Se falo em criar uma associação de pais: 

“Nem pense nisso! Na escola do Manuel deu muito mau resultado. Fazemos uma reunião com eles no início do ano, faz-se duas ou três festinhas e chega.”

Falo em marcar reuniões com os pais: 

“Não dá muito jeito, porque a Dona Filomena é que fica com a chave da escola. E a senhora diretora também não gosta muito de reuniões. Sabe como é…”

Logo em setembro, dizem-me: 

“Lá para o Natal, o colega coloca os alunos que precisam de apoio numa lista, porque, assim, depois, tem desculpa para os reprovar, no final do ano.”

O que custa mais é mesmo ter de trabalhar numa sala de aula, onde nada se pode fazer de diferente. O que fazer, então? 

Tendo em conta que todos os princípios pedagógicos, que adquiri ao longo destes últimos anos contrariam frontalmente tudo aquilo que era obrigado a fazer, decidi embora. “Ter a lucidez para dar conta e ir-me embora”, lembra-se?

* [REGISTOS]
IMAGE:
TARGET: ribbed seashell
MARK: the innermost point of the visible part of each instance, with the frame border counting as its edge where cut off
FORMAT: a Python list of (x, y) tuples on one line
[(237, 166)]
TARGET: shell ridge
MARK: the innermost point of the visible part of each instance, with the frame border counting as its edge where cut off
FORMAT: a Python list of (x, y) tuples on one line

* [O QUE FAZER] Devolva na íntegra o bloco de texto sobre o professor e a escola, sem lhe alterar nada.

* [RESPOSTA AO EXERCÍCIO]
Se falo em criar uma associação de pais: 

“Nem pense nisso! Na escola do Manuel deu muito mau resultado. Fazemos uma reunião com eles no início do ano, faz-se duas ou três festinhas e chega.”

Falo em marcar reuniões com os pais: 

“Não dá muito jeito, porque a Dona Filomena é que fica com a chave da escola. E a senhora diretora também não gosta muito de reuniões. Sabe como é…”

Logo em setembro, dizem-me: 

“Lá para o Natal, o colega coloca os alunos que precisam de apoio numa lista, porque, assim, depois, tem desculpa para os reprovar, no final do ano.”

O que custa mais é mesmo ter de trabalhar numa sala de aula, onde nada se pode fazer de diferente. O que fazer, então? 

Tendo em conta que todos os princípios pedagógicos, que adquiri ao longo destes últimos anos contrariam frontalmente tudo aquilo que era obrigado a fazer, decidi embora. “Ter a lucidez para dar conta e ir-me embora”, lembra-se?